##### Исходный текст
Проиллюстрирую эту схему на примере революции в физике микромира, названной «революцией вундеркиндов», — мы подробно говорили о ней в предыдущей серии очерков «Эпизоды „революции вундеркиндов“» (см. «Наука и жизнь» №№ 9, 10, 11, 12 2018 г., № 1, 2, 3, 4, 5, 6, 7, 8, 9, 2019 г.).
В XIX веке существовали теории электромагнитных и тепловых явлений, вполне удовлетворительно описывающие многие оптические, электрические и тепловые явления. Но вот для излучения нагретого тела удовлетворительной теории не было. Это отметил, например, лорд Кельвин, подводя итоги физики XIX века на собрании Королевского общества в Лондоне в декабре 1900 года.
Первопроходцем оказался — прежде других — Макс Планк, который в том же декабре 1900 года предложил новую формулу для излучения нагретого абсолютно чёрного тела, выдвинув чрезвычайно смелую гипотезу о квантах света. Согласно Планку, свет распространяется не непрерывно, волнами, как предписывала старая теория, а пучками, сгустками энергии, названными потом фотонами или квантами. Эта гипотеза в старую теорию не укладывалась, но и новой теории ещё не создавала. Для этого требовались новые идеи и методы.
Следующим первопроходцем тут выступил молодой Альберт Эйнштейн, в 1905 году опубликовавший три великие работы, за каждую из которых он получил бы титул гениального физика. Это были статьи о фотоэффекте, объяснённом с помощью планковских квантов света, о броуновском движении и о специальной теории относительности. Здесь для нас важна сейчас именно первая работа, показавшая, что кванты не просто умозрительная конструкция, а реально существующие объекты. Но полной теории излучения этих квантов ещё не было.
Было непонятно, как устроены атомы, как они излучают и поглощают свет, почему разные источники света дают разные спектральные картины. Новыми первопроходцами стали Эрнест Резерфорд, предложивший в 1911 году планетарную модель атома, и Нильс Бор, который в 1912—1913 годах сформулировал постулаты, позволявшие начать хоть какие-то расчёты по новым правилам. Постулаты Бора не создали новую науку, оставаясь ещё во многом на уровне искусства: исследователь должен был придумывать различные дополнительные предположения, чтобы получать результаты, совпадающие с данными экспериментов.
##########
- Список заданий
(A) В каком году, согласно тексту о физике микромира, Резерфорд предложил планетарную модель атома?
(B) Выпишите из текста о физике микромира всё от слов «Было непонятно, как» вплоть до слов «с данными экспериментов.».
Эти данные никак не связаны с текстом о физике микромира.
##### Предоставленные данные
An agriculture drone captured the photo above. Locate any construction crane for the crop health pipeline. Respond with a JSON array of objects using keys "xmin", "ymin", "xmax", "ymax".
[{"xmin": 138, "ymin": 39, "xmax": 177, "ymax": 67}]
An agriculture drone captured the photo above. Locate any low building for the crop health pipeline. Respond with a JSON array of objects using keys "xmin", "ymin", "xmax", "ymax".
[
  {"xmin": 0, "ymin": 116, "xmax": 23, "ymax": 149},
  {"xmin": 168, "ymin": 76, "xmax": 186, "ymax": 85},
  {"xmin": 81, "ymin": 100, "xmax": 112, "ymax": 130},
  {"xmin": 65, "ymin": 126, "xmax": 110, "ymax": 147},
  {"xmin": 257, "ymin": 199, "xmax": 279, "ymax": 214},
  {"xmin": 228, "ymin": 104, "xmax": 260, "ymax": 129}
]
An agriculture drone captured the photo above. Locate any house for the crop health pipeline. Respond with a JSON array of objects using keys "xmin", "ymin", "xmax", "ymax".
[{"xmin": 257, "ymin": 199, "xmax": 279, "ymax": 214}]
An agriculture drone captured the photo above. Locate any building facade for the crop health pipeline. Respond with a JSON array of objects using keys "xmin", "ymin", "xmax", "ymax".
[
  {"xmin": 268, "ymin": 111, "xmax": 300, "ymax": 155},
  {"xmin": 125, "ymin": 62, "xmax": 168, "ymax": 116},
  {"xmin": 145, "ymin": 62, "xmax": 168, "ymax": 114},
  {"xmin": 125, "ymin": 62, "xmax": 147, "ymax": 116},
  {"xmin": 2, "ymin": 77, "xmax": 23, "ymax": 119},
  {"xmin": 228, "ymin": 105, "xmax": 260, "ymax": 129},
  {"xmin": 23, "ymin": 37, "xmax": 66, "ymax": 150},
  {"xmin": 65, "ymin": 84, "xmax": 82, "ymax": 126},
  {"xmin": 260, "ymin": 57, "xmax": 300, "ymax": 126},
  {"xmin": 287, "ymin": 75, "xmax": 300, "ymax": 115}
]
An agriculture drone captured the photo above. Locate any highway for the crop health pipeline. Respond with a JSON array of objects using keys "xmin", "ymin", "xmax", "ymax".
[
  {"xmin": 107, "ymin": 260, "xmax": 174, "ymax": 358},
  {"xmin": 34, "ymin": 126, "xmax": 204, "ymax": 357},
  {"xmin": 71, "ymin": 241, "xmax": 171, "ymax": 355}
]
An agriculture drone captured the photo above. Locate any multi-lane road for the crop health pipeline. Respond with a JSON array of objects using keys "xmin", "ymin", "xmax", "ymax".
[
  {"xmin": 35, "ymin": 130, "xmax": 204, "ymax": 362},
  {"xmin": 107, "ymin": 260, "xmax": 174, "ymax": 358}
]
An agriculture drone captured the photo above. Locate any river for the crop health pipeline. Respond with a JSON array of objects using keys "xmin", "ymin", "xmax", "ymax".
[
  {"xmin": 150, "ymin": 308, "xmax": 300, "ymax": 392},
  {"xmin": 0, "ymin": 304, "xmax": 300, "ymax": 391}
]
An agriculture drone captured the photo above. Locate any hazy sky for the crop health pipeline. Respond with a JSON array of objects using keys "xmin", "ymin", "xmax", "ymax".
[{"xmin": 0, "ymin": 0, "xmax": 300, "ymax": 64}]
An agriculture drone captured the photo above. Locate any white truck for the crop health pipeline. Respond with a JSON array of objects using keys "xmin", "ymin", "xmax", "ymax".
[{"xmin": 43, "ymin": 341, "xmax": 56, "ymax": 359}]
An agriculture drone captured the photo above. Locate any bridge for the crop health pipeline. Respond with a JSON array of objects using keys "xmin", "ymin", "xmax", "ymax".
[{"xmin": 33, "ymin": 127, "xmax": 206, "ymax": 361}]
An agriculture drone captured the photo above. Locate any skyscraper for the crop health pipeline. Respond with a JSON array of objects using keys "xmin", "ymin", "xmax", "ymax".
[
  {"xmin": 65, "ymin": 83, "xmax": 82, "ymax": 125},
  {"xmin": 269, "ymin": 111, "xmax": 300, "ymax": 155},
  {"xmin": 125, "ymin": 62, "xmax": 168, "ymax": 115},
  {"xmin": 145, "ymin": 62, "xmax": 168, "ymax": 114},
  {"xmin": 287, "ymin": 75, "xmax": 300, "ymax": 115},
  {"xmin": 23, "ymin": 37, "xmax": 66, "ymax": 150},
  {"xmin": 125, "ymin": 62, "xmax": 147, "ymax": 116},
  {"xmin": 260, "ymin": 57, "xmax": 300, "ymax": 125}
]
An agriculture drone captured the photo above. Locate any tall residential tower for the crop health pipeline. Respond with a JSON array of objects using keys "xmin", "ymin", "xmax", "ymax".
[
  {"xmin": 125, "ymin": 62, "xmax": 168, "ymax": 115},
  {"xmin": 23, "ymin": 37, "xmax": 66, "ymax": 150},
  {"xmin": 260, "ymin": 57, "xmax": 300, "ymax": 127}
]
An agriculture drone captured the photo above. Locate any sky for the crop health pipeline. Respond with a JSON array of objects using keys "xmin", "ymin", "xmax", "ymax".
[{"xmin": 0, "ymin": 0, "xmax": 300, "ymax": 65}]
##########
- Ответы к заданиям
(A) В 1911 году.

(B)
Было непонятно, как устроены атомы, как они излучают и поглощают свет, почему разные источники света дают разные спектральные картины. Новыми первопроходцами стали Эрнест Резерфорд, предложивший в 1911 году планетарную модель атома, и Нильс Бор, который в 1912—1913 годах сформулировал постулаты, позволявшие начать хоть какие-то расчёты по новым правилам. Постулаты Бора не создали новую науку, оставаясь ещё во многом на уровне искусства: исследователь должен был придумывать различные дополнительные предположения, чтобы получать результаты, совпадающие с данными экспериментов.